Point labeling items
■ ■ ■ ■ ■ ■ ■
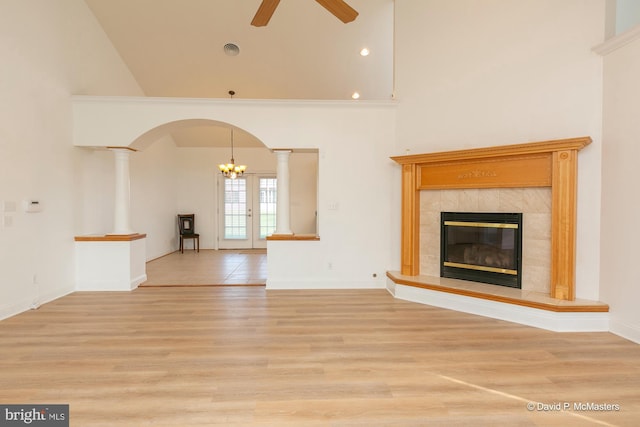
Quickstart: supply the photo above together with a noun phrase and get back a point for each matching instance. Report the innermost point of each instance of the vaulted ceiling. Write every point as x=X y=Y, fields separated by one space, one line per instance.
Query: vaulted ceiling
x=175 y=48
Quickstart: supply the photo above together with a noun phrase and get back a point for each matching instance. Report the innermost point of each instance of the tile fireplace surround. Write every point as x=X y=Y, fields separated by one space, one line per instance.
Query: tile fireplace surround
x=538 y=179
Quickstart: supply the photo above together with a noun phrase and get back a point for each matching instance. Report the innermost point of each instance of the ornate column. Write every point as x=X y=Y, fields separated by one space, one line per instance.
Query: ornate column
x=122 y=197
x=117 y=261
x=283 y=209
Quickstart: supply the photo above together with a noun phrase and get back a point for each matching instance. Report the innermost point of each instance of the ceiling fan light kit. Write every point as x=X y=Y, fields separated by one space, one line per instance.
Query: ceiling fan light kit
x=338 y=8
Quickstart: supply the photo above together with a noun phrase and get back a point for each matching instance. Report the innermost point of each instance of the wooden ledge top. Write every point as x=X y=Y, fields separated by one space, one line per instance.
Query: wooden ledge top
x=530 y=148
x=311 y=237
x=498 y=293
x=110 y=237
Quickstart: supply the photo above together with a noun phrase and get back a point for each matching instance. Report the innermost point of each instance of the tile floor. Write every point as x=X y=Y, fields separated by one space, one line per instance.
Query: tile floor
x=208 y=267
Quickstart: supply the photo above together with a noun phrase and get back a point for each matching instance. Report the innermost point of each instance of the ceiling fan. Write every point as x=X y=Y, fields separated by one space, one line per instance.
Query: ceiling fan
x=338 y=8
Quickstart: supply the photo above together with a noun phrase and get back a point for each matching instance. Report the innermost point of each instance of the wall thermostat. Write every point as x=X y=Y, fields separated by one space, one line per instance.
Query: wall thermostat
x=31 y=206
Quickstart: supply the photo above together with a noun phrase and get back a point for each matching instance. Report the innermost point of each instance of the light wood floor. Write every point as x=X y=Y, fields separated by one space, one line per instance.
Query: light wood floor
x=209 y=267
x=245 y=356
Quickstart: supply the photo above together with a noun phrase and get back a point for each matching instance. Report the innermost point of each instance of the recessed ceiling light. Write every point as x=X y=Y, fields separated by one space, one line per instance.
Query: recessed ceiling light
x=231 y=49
■ ■ ■ ■ ■ ■ ■
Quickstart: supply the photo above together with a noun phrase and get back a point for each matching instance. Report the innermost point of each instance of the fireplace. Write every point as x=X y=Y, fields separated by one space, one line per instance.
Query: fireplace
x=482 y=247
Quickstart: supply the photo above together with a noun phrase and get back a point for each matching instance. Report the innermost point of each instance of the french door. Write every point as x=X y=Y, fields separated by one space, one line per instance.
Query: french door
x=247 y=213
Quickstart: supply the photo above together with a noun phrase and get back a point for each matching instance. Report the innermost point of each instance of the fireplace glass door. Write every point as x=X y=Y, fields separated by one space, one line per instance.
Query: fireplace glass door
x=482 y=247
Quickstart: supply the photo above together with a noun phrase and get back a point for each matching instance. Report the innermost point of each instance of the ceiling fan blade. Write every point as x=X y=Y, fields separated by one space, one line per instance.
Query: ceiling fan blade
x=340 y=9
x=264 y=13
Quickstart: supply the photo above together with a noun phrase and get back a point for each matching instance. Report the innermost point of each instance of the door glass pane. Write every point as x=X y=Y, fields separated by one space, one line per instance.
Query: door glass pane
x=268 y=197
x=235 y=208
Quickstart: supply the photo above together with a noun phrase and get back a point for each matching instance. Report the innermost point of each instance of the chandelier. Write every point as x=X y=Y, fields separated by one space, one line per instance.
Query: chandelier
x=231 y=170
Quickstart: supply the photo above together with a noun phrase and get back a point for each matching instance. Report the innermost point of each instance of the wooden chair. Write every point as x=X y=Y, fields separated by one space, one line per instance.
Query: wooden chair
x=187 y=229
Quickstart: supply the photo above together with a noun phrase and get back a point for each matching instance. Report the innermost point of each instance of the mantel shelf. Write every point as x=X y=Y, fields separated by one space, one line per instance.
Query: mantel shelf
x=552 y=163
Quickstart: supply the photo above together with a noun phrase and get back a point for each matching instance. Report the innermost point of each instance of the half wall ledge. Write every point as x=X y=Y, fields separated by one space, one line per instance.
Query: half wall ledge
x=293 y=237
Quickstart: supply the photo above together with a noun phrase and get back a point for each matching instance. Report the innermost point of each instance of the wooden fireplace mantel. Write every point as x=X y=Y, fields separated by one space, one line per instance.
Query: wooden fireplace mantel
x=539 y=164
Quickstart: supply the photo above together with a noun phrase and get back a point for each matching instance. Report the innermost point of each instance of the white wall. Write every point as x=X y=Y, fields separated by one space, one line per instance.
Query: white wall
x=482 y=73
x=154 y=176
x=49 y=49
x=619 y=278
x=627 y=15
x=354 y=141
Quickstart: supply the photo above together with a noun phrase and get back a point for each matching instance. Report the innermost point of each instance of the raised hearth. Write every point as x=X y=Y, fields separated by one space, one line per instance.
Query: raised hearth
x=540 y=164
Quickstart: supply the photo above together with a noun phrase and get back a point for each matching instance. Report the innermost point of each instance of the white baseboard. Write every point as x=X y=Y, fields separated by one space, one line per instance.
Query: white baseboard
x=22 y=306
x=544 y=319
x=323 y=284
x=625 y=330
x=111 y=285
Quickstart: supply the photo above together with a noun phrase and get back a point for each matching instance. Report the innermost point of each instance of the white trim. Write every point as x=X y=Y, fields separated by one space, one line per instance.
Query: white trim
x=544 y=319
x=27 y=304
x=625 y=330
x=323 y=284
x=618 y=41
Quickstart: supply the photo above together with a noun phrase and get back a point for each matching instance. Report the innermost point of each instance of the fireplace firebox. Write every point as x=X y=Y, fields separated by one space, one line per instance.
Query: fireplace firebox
■ ■ ■ ■ ■ ■ ■
= TO DO =
Rewrite every line starting at the one that contains "of the vaulted" and ending at the one that contains "x=110 y=237", both included. Scale each answer coordinate by 2 and round it to a whole number, with halves rounding up, and leave all other text unchanged.

= EXERCISE ANSWER =
Quickstart: supply the photo above together with a noun phrase and get back a point for each matching instance. Report the innermost point of each instance of the vaulted ceiling. Write every point as x=X y=Y, fields separated by one space, one line per instance.
Query: vaulted ceiling
x=350 y=96
Quickstart: supply the photo above together with a noun phrase and get back a point for each matching instance. Report the innermost point of each instance of the tile fireplace surround. Write every point as x=X y=Y, fields separated by one space, one line per instance.
Query: tile fireplace surround
x=1076 y=358
Quickstart: supply the photo above together with a noun phrase and get back a point for each matching instance. Report the innermost point of each instance of the ornate column. Write every point as x=X y=Y, fields separated by one space, one line per instance.
Query: ornate column
x=244 y=394
x=234 y=522
x=566 y=418
Quickstart: supply the photo above together with a noun phrase and get back a point for each matching instance. Report the innermost point of each instance of the ceiling fan light kit. Write every point as x=X y=Y, fields separated by one space, one line per instance.
Query: ceiling fan light kit
x=676 y=16
Quickstart: supply the photo above together with a noun phrase and get back a point for each matching instance. Report the innermost point of each instance of the wooden ledge top. Write every point as x=X y=Y, fields separated by one space, one line per instance.
Query: wooden ledge top
x=1060 y=296
x=622 y=474
x=996 y=586
x=220 y=474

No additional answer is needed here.